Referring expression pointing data
--------------------------------

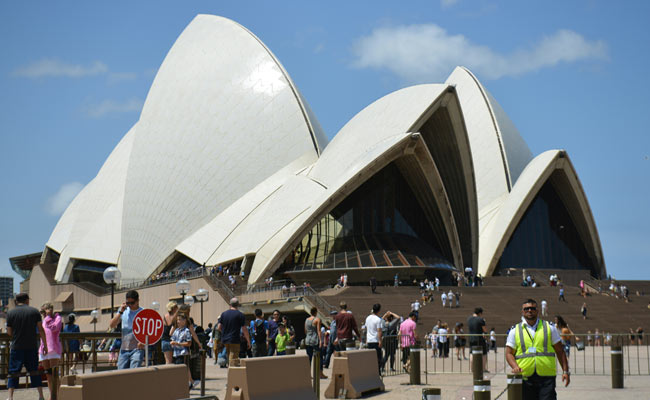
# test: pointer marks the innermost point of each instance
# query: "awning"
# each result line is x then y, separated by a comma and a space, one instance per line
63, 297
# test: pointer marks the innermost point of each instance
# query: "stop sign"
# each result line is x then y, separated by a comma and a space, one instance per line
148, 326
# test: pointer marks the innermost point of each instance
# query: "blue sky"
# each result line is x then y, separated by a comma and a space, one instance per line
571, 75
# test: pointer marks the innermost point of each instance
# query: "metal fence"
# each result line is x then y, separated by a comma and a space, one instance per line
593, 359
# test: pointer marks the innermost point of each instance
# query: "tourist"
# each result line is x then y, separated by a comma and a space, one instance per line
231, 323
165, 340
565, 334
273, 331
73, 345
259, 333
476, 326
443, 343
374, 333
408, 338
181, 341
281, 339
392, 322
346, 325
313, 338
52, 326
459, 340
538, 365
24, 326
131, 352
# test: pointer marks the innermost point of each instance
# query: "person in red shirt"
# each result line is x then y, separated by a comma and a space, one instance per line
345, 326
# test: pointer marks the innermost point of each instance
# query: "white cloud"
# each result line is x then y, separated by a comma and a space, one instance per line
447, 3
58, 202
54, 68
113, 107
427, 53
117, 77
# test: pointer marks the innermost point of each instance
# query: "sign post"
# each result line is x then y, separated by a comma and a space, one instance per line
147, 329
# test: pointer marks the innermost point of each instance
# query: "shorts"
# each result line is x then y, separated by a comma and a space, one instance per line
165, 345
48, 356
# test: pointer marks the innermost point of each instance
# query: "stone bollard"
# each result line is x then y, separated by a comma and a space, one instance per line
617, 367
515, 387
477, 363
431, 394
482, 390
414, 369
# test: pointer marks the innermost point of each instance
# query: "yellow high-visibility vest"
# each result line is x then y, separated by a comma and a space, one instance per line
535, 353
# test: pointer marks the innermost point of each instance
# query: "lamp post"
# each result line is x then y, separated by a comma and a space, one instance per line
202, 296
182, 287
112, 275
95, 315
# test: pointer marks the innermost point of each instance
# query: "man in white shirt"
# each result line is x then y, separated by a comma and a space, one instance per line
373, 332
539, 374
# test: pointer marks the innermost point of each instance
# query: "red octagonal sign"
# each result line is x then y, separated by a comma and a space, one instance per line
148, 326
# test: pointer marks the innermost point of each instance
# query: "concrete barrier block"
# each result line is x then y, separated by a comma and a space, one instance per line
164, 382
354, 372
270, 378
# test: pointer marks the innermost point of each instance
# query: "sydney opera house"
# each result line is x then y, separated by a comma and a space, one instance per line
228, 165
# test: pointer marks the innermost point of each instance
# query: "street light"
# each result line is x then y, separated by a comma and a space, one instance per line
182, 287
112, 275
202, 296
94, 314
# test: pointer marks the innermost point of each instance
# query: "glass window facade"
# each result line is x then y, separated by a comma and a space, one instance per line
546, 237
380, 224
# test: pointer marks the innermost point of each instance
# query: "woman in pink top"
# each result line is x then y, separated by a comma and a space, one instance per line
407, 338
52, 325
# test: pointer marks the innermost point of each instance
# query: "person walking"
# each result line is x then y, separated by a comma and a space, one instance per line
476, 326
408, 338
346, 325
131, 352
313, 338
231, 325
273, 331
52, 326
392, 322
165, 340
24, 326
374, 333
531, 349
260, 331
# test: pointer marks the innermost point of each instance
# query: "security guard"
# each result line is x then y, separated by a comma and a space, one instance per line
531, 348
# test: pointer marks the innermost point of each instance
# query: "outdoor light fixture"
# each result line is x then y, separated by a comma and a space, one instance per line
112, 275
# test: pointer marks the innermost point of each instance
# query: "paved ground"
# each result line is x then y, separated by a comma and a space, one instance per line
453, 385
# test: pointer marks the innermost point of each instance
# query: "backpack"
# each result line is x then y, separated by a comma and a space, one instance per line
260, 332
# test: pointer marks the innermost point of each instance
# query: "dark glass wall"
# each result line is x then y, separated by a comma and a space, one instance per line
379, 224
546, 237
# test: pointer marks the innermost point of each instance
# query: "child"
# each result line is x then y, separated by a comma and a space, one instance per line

--------------------------------

Task brief - Output the entries verbatim but drop the images.

Result of this exercise -
# test: pointer marks the innermost point of each instance
# query: "awning"
# each result line is x then y, separated by a comma and a space, one instance per line
63, 297
# test: pointer marks the innermost point of each instance
# query: "stop sign"
# each result line is x then y, separated by a comma and a space, one instance per line
148, 326
# test: pointer marks the innermost point of each instance
# query: "blue sky"
# each result line is x then y, separated by a comma and a space, one instance per line
571, 75
# test: pointer marks the innermost point of each instance
# query: "metal fence"
# each result line is x then y, separated by a comma and a space, one instance per line
593, 359
# test: pointer marks the innermost point of each instance
# query: "tourist"
# each result line is x then y, separated by a comma and a space, one instance per line
231, 323
165, 340
565, 334
273, 331
73, 345
259, 333
476, 326
443, 343
374, 333
408, 338
181, 341
281, 339
392, 322
346, 325
313, 338
52, 326
459, 340
538, 365
24, 326
131, 352
# test: pointer marks the innermost point of each instance
# query: "person in red shirt"
# each result line is x then y, separated by a comma and a space, one instance per line
345, 326
# test: pointer marks the innermost point of each instance
# query: "white cloud"
# each result line is x then y, separated by a comma and a space, one instance per line
447, 3
58, 202
54, 68
113, 107
427, 53
117, 77
# test: pointer marks the innermost point of each instance
# query: "sign post"
# each result line is x then y, separated by a comma and a space, one instance per line
147, 329
# test: pointer marks the innermost point of each instance
# query: "shorts"
# each result line is x then y, separated by a comma and a space, one instance per line
165, 345
48, 356
# test: pointer marks the innermost point of each instance
# query: "stone bollard"
# each result line is x then y, separated by a comma and a space, one instance per line
617, 367
515, 387
477, 363
431, 394
482, 390
414, 369
# test: pointer marks the innermost point of each instance
# query: "yellow high-visibility vest"
# each result line is x then y, separated by a comma and a space, one instance per line
535, 353
# test: pointer marks the innermost point of each instance
# query: "lamp post"
# each result line is x then y, separated by a comma and a space, one instance per line
202, 296
182, 287
112, 275
95, 315
# test: pointer marks the innermost point of each instance
# query: "man in white shirt"
# each result line is x then y, separated by a comma and a space, one instance per line
373, 332
539, 374
# test: pointer marks the innermost point of each instance
# query: "red octagonal sign"
# each result line is x then y, separated by a comma and a space, one instance per line
148, 326
# test: pointer marks the innermost point of each instance
# query: "concrete barrier block"
# each result line is x then y, separated by a comma and a space, one instance per line
164, 382
354, 372
270, 378
# test: pointer marks the innermost point of each instance
# query: "sydney opera house"
# each result line is x then y, separated by a comma and a space, one instance per line
228, 165
# test: pointer marks the innermost point of each instance
# query: "street light"
# each result line is x then y, separated by a comma and a space, one instance per line
182, 287
112, 275
202, 296
94, 314
# test: pointer marks the innermost point of each instance
# query: "glass window facade"
# each result line is x then y, separated by a comma and a space, one instance per line
546, 237
380, 224
# test: pointer marks the innermost point of each instance
# query: "woman in pink top"
# each result line is x then y, separated by a comma and a space, one instance per line
407, 338
52, 325
# test: pointer marks the innermost point of each instance
# query: "person walking"
# each result line is x then y, separated by a comma and a space, one instance per line
476, 326
408, 338
346, 325
131, 352
313, 338
231, 325
273, 331
52, 326
392, 322
165, 340
24, 326
374, 333
531, 349
260, 331
# test: pointer marks the innermost point of each instance
# query: "security guard"
# each result line is x then y, separated by a comma and a space, one instance per line
531, 348
# test: pointer marks the innermost point of each instance
# query: "outdoor light fixture"
# each result line is x then y, separated by a comma and a space, one instance per line
112, 275
# test: pointer marks the innermost point of each instance
# query: "paved ground"
# each result line is x then y, separated by a comma and a space, one instance per line
453, 385
# test: pointer marks the innermost point of each instance
# query: "backpack"
# each result line is x then y, separated by a comma and a space, one instance per line
260, 332
# test: pointer marks the innermost point of each instance
# query: "dark glass wall"
# each result line is x then y, separated by a comma and a space, one instance per line
379, 224
546, 237
# test: pointer marks the innermost point of each instance
# query: "child"
# each result line is x then y, separated by a comma and a space, one instance per line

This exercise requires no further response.